[Source records]
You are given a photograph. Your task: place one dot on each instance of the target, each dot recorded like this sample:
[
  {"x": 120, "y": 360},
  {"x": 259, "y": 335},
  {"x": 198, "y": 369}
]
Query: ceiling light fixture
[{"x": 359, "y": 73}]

● **EXERCISE AIM**
Reproduce every row above, replacing each occurrence of "dot" with "point" and leaving all other text unchanged.

● **THE REPLY**
You are given a photograph. Your task: place one point on each instance of the target, each point recorded like this sample:
[
  {"x": 120, "y": 360},
  {"x": 259, "y": 335},
  {"x": 198, "y": 369}
]
Query: ceiling light fixture
[{"x": 359, "y": 73}]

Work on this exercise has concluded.